### TASK TO CARRY OUT:
The output must match the entries below exactly.

### TASK INPUTS:
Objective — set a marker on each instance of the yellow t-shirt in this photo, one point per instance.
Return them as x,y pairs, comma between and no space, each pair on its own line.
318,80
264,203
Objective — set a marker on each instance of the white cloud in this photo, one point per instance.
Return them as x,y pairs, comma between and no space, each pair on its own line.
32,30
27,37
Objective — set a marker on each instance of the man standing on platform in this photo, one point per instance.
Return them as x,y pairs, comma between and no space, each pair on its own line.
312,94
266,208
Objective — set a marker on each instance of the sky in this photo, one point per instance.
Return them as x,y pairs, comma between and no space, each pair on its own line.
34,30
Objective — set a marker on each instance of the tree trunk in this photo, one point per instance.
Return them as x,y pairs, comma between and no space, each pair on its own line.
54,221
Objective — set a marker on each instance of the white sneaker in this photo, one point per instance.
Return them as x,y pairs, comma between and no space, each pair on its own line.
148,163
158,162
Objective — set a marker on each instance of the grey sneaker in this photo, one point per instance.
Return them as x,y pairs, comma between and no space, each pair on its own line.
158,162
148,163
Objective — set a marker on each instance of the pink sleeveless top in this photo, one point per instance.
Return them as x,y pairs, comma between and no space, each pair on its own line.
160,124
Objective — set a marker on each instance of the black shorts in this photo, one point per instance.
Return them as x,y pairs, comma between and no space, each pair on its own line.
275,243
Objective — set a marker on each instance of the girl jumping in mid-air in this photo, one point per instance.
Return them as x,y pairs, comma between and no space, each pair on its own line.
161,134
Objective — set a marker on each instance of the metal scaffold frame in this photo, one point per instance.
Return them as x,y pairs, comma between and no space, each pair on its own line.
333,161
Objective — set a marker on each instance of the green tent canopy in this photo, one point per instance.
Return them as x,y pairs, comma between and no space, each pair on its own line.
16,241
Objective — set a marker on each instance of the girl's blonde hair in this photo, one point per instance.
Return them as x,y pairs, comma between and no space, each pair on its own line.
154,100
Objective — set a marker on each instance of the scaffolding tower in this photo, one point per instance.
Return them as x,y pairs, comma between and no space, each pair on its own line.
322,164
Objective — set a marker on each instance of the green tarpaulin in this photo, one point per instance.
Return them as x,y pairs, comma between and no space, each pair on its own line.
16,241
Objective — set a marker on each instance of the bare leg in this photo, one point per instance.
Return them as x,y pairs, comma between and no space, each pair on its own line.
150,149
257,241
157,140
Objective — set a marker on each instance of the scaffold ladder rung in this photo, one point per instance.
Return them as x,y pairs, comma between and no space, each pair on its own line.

### ANSWER SPACE:
Objective — set a marker on each instance of the yellow t-shirt in this photo, one point per instance.
Return them as x,y pairs, comma between and no space, each pair on its own line.
318,80
264,203
Objective — set a marker on each instance of the white cloud in this photo, one point per instance.
Return them as x,y pairs, comma between and no space, each pair on its own line.
32,30
27,37
Objective — set a marker on each instance of the man standing on platform in this photo, one point per instance.
Return them as x,y pairs, comma between and no space, each pair on its own line.
312,94
266,208
Objective — set a marker on each instance of the sky in this photo, one point per instance.
Return them as x,y pairs, comma between and no space, each pair on its own line.
34,30
Objective — set a marker on each instance of the tree trunk in this photo, one point per instance.
Return them as x,y pairs, comma between and no space, each pair on its own line.
54,221
Objective — set a marker on each instance of the white sneaker in this photo, one point per instance.
Return them as x,y pairs, comma between and no space, each pair on its own line.
148,163
158,162
Objective — set a marker on each instance of the grey sneaker in this photo, one point per instance.
Return them as x,y pairs, comma between and no space, each pair on its own line.
158,162
148,163
Objective — set a marker on each instance of the pink sleeveless top in this photo, one point per instance.
Return them as x,y pairs, comma between and no space, each pair on its own line.
160,124
Objective — set a marker on each instance of the black shorts in this photo, one point per instance.
Return them as x,y pairs, comma between and no space, each pair on its own line.
275,243
Objective — set a marker on each instance of the girl jumping in mid-air in this photo, one point per instance.
Return them as x,y pairs, comma between and no space, each pair on its own line.
161,134
Objective — set a marker on each instance of the metal scaffold frame in this photo, one point per instance.
Return them as x,y pairs, comma between and no space, each pair on its own line.
333,161
Objective — set a marker on each instance of the green tent canopy in this photo, one point per instance.
Return them as x,y pairs, comma between and no space, each pair on its own line.
16,241
Objective — set a marker on each instance of the girl's blonde hair in this photo, one point per instance.
Return them as x,y pairs, comma between and no space, each pair on its own line.
154,100
Objective — set a marker on each instance of the scaffolding tower in this photo, one point per instance.
Return them as x,y pairs, comma between and no space, each pair on its own line.
322,164
Objective — set a marker on each instance of the green tarpaulin in this photo, one point per instance.
Return them as x,y pairs, comma between and no space, each pair on its own line.
16,241
Objective — set a marker on each instance of the bare leg in this photo, one point per instance.
Return them as x,y pairs, comma between and no space, each pair on its own line.
150,149
257,241
157,140
Objective — set a marker on each instance of the scaffold ladder rung in this photo, one point per instance.
Return them as x,y pairs, comma between and no space, each pair on its own line.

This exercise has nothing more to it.